- [PAGE EXTRACT]

*** Begin section ***

McConnell v. The GEO Group, Inc. et al
MEMORANDUM OPINION AND ORDER by District Judge Judith C. Herrera granting 41 Motion for Summary Judgment Based on Expiration of Statute of Limitations on Behalf of Defendants James Rigdon, John Sanchez, Anthony Romero, Joseph Garcia, and Kimber Bonilla. (baw)
IN THE UNITED STATES DISTRICT COURT
FOR THE DISTRICT OF NEW MEXICO
THE GEO GROUP, INC., et. al.
MEMORANDUM OPINION AND ORDER GRANTING SUMMARY JUDGMENT
BASED ON EXPIRATION OF STATUTE OF LIMITATIONS
THIS MATTER comes before the Court on the Motion for Summary Judgment Based on
Expiration of Statute of Limitations on Behalf of Defendants James Rigdon, John Sanchez,
Anthony Romero, Joseph Garcia, and Kimber Bonilla. [Doc. 41] After reviewing the motions,
briefs, and applicable law, the Court concludes that the motion shall be GRANTED.

*** End section ***

- [PROBLEM STATEMENT]
Continue the memorandum opinion on the summary judgment motion from the point where it stops.

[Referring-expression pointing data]
*** Begin section ***

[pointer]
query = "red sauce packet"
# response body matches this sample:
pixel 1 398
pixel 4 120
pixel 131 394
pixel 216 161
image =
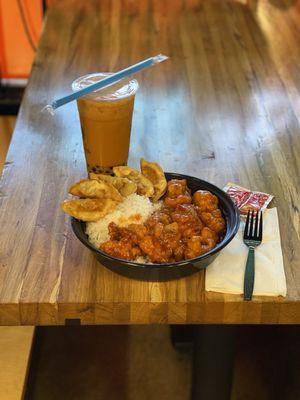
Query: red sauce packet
pixel 246 199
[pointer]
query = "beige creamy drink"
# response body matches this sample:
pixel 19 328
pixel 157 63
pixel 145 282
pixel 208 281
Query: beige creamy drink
pixel 105 118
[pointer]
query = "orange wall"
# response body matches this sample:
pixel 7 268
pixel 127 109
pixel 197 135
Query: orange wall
pixel 16 55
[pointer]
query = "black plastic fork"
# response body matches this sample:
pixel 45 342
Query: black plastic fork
pixel 252 238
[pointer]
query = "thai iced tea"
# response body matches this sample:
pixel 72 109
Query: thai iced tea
pixel 105 118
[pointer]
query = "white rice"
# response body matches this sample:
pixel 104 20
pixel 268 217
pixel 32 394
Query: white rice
pixel 134 209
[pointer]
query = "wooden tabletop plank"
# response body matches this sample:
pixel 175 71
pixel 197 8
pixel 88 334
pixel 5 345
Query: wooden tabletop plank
pixel 224 107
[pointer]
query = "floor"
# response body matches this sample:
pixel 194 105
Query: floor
pixel 139 362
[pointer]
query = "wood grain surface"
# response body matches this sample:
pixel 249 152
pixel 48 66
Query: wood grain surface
pixel 224 107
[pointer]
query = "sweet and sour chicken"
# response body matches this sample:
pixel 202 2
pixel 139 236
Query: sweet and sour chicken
pixel 184 227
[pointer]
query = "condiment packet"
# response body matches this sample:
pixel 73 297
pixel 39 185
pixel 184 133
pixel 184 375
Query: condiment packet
pixel 246 200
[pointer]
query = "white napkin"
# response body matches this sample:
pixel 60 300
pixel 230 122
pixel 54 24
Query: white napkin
pixel 226 273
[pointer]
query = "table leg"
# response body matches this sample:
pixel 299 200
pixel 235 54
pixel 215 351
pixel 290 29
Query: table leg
pixel 213 362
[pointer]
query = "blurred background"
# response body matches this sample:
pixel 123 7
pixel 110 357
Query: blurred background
pixel 21 24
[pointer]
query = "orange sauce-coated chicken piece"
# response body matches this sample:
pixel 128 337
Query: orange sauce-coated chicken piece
pixel 184 227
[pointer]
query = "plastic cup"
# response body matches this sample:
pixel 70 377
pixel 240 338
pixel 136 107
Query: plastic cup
pixel 105 118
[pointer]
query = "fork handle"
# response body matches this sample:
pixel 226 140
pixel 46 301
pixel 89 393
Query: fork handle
pixel 249 275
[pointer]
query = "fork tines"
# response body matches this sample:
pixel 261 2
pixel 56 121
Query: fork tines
pixel 253 226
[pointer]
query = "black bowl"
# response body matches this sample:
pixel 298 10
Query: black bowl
pixel 164 272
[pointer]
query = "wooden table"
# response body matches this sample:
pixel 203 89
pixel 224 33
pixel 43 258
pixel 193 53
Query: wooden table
pixel 224 107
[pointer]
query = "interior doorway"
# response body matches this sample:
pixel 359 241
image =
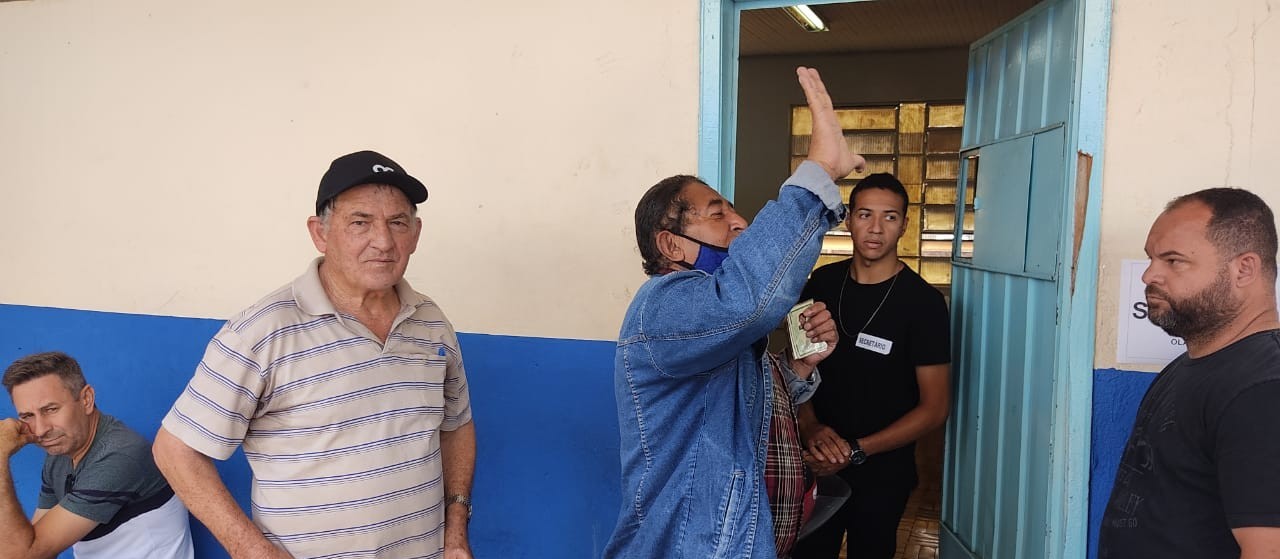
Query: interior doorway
pixel 885 63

*** End section ***

- [EXERCISE OUTPUT]
In 2010, Plaintiff Rick McConnell began serving a sentence for a New Mexico state court
conviction at the Lea County Correctional Facility in Hobbs, NM. [Doc. 42-1, p. 2] Plaintiff later
served a portion of his sentence, from April 13, 2011 to December 15, 2011, at the Central New
Mexico Correctional Facility (CNMCF) in Los Lunas, NM. [Doc. 41-1, p. 1] On November 6,
2014, McConnell filed a petition for writ of habeas corpus in state court challenging the
conditions of his confinement, which was granted on November 17, 2014. [Doc. 42-1] The state
district court concluded that McConnell could not receive necessary and proper medical
treatment while in state custody and that the conditions of his confinement up to that point
constituted cruel and unusual punishment, in violation of the state and federal constitutions.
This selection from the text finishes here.